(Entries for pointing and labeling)

++++++

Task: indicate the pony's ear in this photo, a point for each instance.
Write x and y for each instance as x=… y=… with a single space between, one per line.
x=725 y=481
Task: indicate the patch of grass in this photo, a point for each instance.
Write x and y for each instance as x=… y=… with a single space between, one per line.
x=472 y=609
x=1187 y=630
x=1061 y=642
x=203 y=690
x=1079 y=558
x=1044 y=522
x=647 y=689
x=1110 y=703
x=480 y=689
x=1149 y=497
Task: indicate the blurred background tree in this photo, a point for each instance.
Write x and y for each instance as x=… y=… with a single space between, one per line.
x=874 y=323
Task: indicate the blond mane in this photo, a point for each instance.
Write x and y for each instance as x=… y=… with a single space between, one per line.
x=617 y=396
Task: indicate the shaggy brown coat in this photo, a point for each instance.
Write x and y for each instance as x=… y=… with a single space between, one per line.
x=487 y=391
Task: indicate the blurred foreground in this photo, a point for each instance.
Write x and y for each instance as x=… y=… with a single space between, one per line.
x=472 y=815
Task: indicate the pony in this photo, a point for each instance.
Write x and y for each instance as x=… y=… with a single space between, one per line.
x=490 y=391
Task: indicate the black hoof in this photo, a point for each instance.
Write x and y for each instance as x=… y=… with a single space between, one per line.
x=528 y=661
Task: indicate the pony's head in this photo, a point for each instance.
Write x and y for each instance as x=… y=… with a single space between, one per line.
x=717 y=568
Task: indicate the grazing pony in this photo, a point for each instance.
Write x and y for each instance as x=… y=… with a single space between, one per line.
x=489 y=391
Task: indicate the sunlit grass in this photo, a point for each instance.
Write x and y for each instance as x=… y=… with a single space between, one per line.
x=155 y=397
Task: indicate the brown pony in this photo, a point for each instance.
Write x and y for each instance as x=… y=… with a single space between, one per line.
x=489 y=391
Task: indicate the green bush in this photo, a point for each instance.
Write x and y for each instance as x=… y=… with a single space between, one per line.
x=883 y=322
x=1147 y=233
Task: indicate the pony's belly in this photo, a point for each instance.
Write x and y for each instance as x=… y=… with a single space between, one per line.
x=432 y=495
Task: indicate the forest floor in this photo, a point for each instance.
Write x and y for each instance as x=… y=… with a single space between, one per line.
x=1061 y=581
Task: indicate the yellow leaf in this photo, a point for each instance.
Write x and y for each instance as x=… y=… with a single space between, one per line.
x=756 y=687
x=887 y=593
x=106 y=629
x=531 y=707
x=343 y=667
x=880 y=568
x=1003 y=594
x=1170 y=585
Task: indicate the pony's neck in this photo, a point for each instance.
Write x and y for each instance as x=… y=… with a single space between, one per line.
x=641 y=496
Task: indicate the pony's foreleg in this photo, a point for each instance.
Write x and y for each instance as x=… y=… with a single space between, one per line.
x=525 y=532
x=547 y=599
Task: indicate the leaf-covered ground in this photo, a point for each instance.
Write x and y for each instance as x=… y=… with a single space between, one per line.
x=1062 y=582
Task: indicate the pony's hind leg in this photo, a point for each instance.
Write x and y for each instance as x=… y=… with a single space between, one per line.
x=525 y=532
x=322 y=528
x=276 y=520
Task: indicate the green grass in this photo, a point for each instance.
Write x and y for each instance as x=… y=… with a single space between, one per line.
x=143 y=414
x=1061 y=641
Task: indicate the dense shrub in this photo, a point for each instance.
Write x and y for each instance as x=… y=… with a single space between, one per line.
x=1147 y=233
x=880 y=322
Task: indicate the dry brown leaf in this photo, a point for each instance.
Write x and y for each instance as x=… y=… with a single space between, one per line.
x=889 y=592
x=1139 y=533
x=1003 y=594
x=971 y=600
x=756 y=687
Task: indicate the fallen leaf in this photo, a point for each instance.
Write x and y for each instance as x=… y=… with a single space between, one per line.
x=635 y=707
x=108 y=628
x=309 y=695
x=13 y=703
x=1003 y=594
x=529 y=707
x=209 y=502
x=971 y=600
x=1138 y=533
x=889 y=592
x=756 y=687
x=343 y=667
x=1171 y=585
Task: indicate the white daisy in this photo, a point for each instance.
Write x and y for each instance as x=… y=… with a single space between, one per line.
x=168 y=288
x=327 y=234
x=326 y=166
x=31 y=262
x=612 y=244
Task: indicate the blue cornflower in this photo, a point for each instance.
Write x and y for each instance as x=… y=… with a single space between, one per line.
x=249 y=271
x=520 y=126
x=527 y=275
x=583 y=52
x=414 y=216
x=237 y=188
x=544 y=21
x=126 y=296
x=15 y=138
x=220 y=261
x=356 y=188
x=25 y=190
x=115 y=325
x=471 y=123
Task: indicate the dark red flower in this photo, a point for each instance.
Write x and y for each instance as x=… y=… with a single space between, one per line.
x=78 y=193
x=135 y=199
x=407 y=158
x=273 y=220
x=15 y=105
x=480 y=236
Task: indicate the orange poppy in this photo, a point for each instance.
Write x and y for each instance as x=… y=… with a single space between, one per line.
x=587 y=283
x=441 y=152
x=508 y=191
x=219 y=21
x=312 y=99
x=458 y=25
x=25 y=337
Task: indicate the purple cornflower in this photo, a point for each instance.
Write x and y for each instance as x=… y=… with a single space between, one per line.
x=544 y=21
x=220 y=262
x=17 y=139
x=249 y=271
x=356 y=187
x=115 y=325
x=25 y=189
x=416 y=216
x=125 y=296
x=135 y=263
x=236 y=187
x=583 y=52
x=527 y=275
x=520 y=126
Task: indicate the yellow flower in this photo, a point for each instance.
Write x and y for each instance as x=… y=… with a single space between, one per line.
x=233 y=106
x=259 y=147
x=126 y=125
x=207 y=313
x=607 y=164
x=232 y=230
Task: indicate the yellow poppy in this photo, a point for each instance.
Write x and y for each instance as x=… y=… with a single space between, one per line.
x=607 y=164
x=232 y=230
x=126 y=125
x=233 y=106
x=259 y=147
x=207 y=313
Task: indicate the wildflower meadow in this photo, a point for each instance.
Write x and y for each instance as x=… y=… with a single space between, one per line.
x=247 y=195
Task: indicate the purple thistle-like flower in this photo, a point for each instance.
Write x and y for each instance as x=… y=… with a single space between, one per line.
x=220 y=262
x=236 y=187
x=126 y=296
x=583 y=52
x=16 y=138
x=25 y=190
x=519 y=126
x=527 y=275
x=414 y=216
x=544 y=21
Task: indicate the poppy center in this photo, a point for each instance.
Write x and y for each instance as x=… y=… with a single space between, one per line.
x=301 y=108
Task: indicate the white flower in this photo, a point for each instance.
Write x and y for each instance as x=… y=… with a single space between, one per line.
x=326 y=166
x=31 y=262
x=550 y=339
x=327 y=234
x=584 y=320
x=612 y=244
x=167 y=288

++++++

■ WHAT THIS TASK INVOLVES:
Reproduce all of the material above in full, without changing a single character.

■ ANSWER BELOW:
Task: indicate the pony's ear in this photo, a point for each instance.
Write x and y for each instance as x=… y=… with a single space between, one per line.
x=725 y=481
Task: indicate the patch of grass in this photo, a point for each instance.
Write x and y for each instance as x=… y=… with a single space between, one per line.
x=472 y=609
x=1187 y=630
x=1061 y=642
x=203 y=690
x=1079 y=558
x=1044 y=522
x=647 y=689
x=1110 y=703
x=480 y=689
x=1149 y=497
Task: indicate the blurred background tree in this photo, a point for each instance.
Write x and y for each instance as x=… y=… with a single space between, one per line.
x=874 y=323
Task: indicate the blond mane in this photo, a point for each instance.
Write x and y for each instance as x=… y=… with a single space between, one per line.
x=617 y=396
Task: indicate the shaggy brown coat in this photo, a point for each instance.
Write x and y for each instance as x=… y=… with a single space between, one per line.
x=487 y=391
Task: indicate the blurred foreground in this photo, a point for each instance.
Write x and y for each instance as x=… y=… with a single space between, one per line.
x=472 y=815
Task: indicate the pony in this photo, a point for each instance.
Write x and y for each instance as x=… y=… with a single space between, one per line.
x=490 y=391
Task: indicate the black hoof in this photo, a point for each instance.
Write x and y for each instance as x=… y=… with a single space between, one per line.
x=528 y=661
Task: indicate the pony's head in this photo, a point for each instance.
Write x and y for each instance as x=… y=… with a single space between, one per line.
x=717 y=568
Task: indicate the grazing pony in this photo, a point for each instance.
Write x and y for each instance as x=… y=… with a single space between, one per line.
x=489 y=391
Task: indicate the sunlit grass in this photo, a point for each instance.
Write x and y for each instance as x=… y=… with a single space between, one per line.
x=155 y=397
Task: indicate the brown pony in this photo, a point for each instance.
Write x and y for each instance as x=… y=… with a single space between, one per line.
x=489 y=391
Task: indicate the green bush in this photo, a point for each instance.
Write x and y for each instance as x=… y=… with a single space between, one per line.
x=883 y=322
x=1147 y=233
Task: indicate the pony's belly in this photo, a point for each instance.
Write x and y for each instance as x=… y=… with a single space between, one per line.
x=432 y=495
Task: indicate the forest floor in this photo, a point for each instance.
Write x and y for each instance as x=… y=… with a single space between, one per line.
x=1061 y=581
Task: indicate the yellow leaf in this photo, a point for each instance.
Write x and y for each instance as x=… y=… with a single space between, one per line.
x=756 y=687
x=887 y=593
x=106 y=629
x=531 y=707
x=343 y=667
x=880 y=568
x=1003 y=594
x=1170 y=585
Task: indicate the pony's neck in this photo, a point for each instance.
Write x and y for each instance as x=… y=… with a single space between, one per line.
x=641 y=496
Task: indicate the pony's foreleg in this photo, a point for each instance.
Write x and y for each instance as x=… y=… with a single space between, one per line.
x=525 y=532
x=547 y=599
Task: indicate the leaf-covered ground in this photo, a point for each instance.
Write x and y for each instance as x=… y=… with a single space between, one per line.
x=1062 y=582
Task: indicate the pony's hind leg in this photo, a point for each instance.
Write x and y for each instance as x=… y=… with a single space between, one per line.
x=525 y=532
x=322 y=528
x=276 y=520
Task: indicate the green grass in this photo, a point for each instance.
Write x and y for each instance as x=… y=… with a single space between, one per line.
x=143 y=414
x=1061 y=641
Task: indicate the dense shrub in this photo, a point for each instance.
Write x and y for each instance as x=… y=… with a single space between, one per line.
x=1147 y=233
x=880 y=322
Task: indicate the dry brown leaf in this photo, a point for each instance.
Write x and y for each instance as x=… y=… with a single space between, one per line.
x=889 y=592
x=1139 y=533
x=1003 y=594
x=971 y=600
x=756 y=687
Task: indicate the fallen leaf in this photo, a point for each instance.
Write x and y for each instance as x=… y=… with a single space between, one per line.
x=635 y=707
x=108 y=628
x=309 y=695
x=13 y=703
x=1003 y=594
x=529 y=707
x=209 y=502
x=971 y=600
x=1138 y=533
x=889 y=592
x=756 y=687
x=343 y=667
x=1171 y=585
Task: indicate the white daisy in this photo, a point for each instance.
Write x and y for each instance as x=… y=… with a single space between, one per line.
x=168 y=288
x=327 y=234
x=326 y=166
x=31 y=262
x=612 y=244
Task: indicate the blue cornflower in this photo, a point for each instance.
Write x and y for each instance as x=… y=… with a single space between, one per line.
x=249 y=271
x=520 y=126
x=527 y=275
x=583 y=52
x=414 y=216
x=237 y=188
x=544 y=21
x=126 y=296
x=15 y=138
x=220 y=261
x=356 y=188
x=25 y=190
x=115 y=325
x=471 y=123
Task: indicate the dark red flower in this photo, a point for each instance.
Write x and y for each instance as x=… y=… with a single space between, one per line.
x=78 y=193
x=135 y=199
x=407 y=158
x=273 y=220
x=15 y=105
x=480 y=236
Task: indicate the orange poppy in this photo, a point for each instance.
Write x and y for each instance as x=… y=… with a single space between, one per line.
x=587 y=283
x=441 y=152
x=508 y=191
x=219 y=21
x=312 y=99
x=458 y=25
x=25 y=337
Task: indicate the purple cornflower in this photo, a point for each instance.
Write x and y for each instance as x=… y=… with a single space between, one per line.
x=544 y=21
x=220 y=262
x=17 y=139
x=249 y=271
x=356 y=187
x=115 y=325
x=25 y=189
x=416 y=216
x=125 y=296
x=135 y=263
x=236 y=187
x=583 y=52
x=527 y=275
x=520 y=126
Task: indicate the yellow flower in this photo, a point for each instance.
Write x and y for each instance as x=… y=… with a single space between, one per line.
x=233 y=106
x=259 y=147
x=126 y=125
x=207 y=313
x=607 y=164
x=232 y=230
Task: indicate the yellow poppy in this photo, a point for each instance.
Write x and y for each instance as x=… y=… with a single space between, one per line.
x=607 y=164
x=232 y=230
x=126 y=125
x=233 y=106
x=259 y=147
x=207 y=313
Task: indicate the wildflower meadow in this photo, a point for each instance.
Write x and y for each instance as x=… y=… with a single space between, one per line.
x=247 y=195
Task: indicate the purple thistle-like flower in this photo, a point for each instance.
Write x and y for each instance as x=… y=… with a single space between, one per line.
x=220 y=262
x=236 y=187
x=126 y=296
x=583 y=52
x=16 y=138
x=25 y=190
x=519 y=126
x=527 y=275
x=414 y=216
x=544 y=21
Task: indicate the poppy center in this photo, a point for each instance.
Write x and y for each instance as x=… y=… with a single space between, one per line.
x=301 y=108
Task: indicate the white flower in this photo, a point for each instance.
Write x and y for each instance as x=… y=… with a single space between, one per line.
x=326 y=166
x=31 y=262
x=550 y=339
x=327 y=234
x=584 y=320
x=612 y=244
x=167 y=288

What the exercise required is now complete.